Can you reproduce the listing below with each "pin" swapped for "marker" and everything else left as it stands?

◆ **DATA LINES**:

-----

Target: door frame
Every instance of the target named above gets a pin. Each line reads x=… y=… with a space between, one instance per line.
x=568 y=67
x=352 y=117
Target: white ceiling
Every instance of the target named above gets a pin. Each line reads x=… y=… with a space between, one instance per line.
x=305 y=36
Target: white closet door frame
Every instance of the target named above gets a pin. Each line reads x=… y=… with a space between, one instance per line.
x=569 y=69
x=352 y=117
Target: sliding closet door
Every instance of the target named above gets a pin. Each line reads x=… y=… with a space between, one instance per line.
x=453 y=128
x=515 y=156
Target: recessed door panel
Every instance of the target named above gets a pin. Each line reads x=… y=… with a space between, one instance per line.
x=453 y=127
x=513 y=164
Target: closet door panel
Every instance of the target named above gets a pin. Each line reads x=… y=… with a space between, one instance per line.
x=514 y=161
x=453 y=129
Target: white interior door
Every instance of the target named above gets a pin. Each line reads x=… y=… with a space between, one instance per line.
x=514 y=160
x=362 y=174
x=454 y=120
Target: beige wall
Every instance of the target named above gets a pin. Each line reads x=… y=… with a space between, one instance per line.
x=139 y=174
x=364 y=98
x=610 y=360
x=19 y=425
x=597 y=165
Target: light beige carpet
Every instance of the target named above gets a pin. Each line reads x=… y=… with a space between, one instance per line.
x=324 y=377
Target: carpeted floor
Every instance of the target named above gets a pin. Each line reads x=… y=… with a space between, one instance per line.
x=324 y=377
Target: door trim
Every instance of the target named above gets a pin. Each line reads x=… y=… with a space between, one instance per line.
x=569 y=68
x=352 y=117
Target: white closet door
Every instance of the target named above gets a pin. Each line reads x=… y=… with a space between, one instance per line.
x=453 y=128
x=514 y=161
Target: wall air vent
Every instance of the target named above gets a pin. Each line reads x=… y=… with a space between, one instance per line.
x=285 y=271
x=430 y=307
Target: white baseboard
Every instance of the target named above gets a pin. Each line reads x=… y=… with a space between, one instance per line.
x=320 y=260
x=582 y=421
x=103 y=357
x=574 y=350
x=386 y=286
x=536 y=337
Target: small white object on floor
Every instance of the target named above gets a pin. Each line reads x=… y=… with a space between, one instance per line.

-----

◆ **TASK RESPONSE**:
Target: door frame
Every instance of the target named above gets a marker. Each line reads x=… y=… with a space between, one instance per line.
x=568 y=67
x=352 y=117
Target: white ceiling
Every instance of the target named above gets a marker. Each line reads x=… y=… with a space between, one instance per line.
x=305 y=36
Target: white closet door frame
Every instance of the target named above gets a marker. Each line reads x=… y=… with a space between, one instance per line.
x=569 y=69
x=352 y=117
Target: sliding closet door
Every instance of the target named above gets a marker. Each line reads x=… y=… with a space between, one instance per line.
x=453 y=128
x=515 y=156
Target: recessed door panel
Every instance of the target named above gets a marker. Each line reads x=… y=… with a space between, one instance per line.
x=453 y=127
x=513 y=164
Target: closet door panel
Every instance of the target named above gets a marker. Each line reads x=… y=… with a space between, one instance per line.
x=514 y=161
x=453 y=129
Target: white interior door
Every instance of the target named above gets a marker. Each line reads x=… y=… with a space between, one instance per line.
x=514 y=160
x=362 y=174
x=454 y=120
Target: beige wall
Every instance of the target named above gets a marker. Each line reads x=… y=… with a space between, one instance per line.
x=139 y=174
x=364 y=98
x=610 y=360
x=19 y=425
x=597 y=165
Target: light beige carpet
Every instance of the target named above gets a marker. Each line reads x=… y=… with a space between, one instance per line.
x=324 y=377
Target: carpeted floor
Every instance of the target named above gets a marker. Each line reads x=… y=… with a space between, one instance per line.
x=324 y=377
Target: door trim
Every instance of the target named above gets a marker. Each line reads x=… y=… with a space between, one instance per line.
x=569 y=68
x=352 y=117
Target: white closet door
Every instance of the target named above gets a marker. Each line reads x=… y=… with a space between, one instance per line.
x=453 y=128
x=514 y=161
Target: wall air vent
Every instance of the target named above gets a marker. Each line reads x=… y=… with a space between, one instance per line.
x=285 y=271
x=430 y=307
Target: white baseboard
Every instance of the target named above gets a marker. Each line reads x=… y=… with a space between, one instance per line.
x=320 y=260
x=582 y=421
x=103 y=357
x=574 y=350
x=386 y=286
x=536 y=337
Target: small white object on floor
Every instance of the target named above gets a marker. Each line reads x=… y=… with a space between, one instance per line.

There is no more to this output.